Согласно Ронену, указанные подтексты позволяют понять герметичный смысл звездных образов у Мандельштама, воплощенный как раз в рассматриваемом стихотворении.

К этому же произведению обращалась Л. Гутрина [Гутрина 2009]. Исследовательница отстаивает идею, что в стихотворении описывается женский портрет. Подчиняя свой разбор этой мысли, она однозначно трактует точимую косу как фольклорный образ Смерти и видит в стихотворении «столкновение преданности/любви – и смерти» [Гутрина 2009: 125]. О теме преданности/любви сигнализирует слово зегзица, опять-таки однозначно отсылающее к плачу Ярославны из «Слова о полку Игореве». Другое указание на женский образ, по мнению исследовательницы, зашифровано в аллитерации гзи-зе (по зегзице в зенице), которая «не может не актуализировать» хлебниковское «Бобэоби пелись губы», в частности его пятую строку – «Гзи-гзи-гзэо пелась цепь». Развивая свою догадку, что перед нами портрет, Гутрина приходит к выводу, что цепь – это женская цепочка. В то же время – в соответствии с биографией и сложившимся образом Мандельштама – та же цепь «напоминает о цепях на ногах каторжан».

···

_Задания_
A: К какому произведению, согласно отрывку о стихотворении Мандельштама, отсылает слово «зегзица»?
B: Подхватите изложение в отрывке о стихотворении Мандельштама и напишите его продолжение, начиная сразу после последнего предложения.
Приведённые далее строки для этого не понадобятся.

_Записанные данные_
···

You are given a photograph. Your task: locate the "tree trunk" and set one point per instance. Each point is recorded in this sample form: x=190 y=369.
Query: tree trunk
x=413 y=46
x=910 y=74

···

_Ответы по порядку_
A: К плачу Ярославны из «Слова о полку Игореве».

B:
Зеница – зрачок – заставляет автора вспомнить о стихотворении «Твой зрачок в небесной корке…», посвященном Надежде Мандельштам (второй женский образ в «Были очи…»). Его Гутрина интерпретирует как «просьбу говорящего о молитве за спасение» [Гутрина 2009: 126], опираясь на строки «Омут ока удивленный, – / Кинь его вдогонку мне». Рассматривая «Были очи…» как стихотворение о Ярославне, исследовательница приходит к выводу, что оно контрастно по отношению к первоисточнику: в «Слове о полку…» «молитва за спасение» была услышана, тогда как у Мандельштама звезды невосприимчивы к молению земной женщины. В результате смысл стихов обозначен как горькое предположение о том, «скольких ждут и скольких оплакивают Ярославны 1937 года» с проекцией «собственной судьбы поэта <…> на историю плененного князя Игоря» [Гутрина 2009: 127].

Вывод исследовательницы: «Стихотворение „Были очи острее точимой косы“ – крошечная портретная зарисовка. Портрет начинается с „крупного“ плана – мы видим очи, наполненные слезами, напряженно вглядывающиеся куда-то, затем „крупный план“ сменяется „общим“, мы – как зрители – словно отодвигаемся от объекта и вот уже видим женщину, обратившую взгляд к звездному небу» [Гутрина 2009: 128].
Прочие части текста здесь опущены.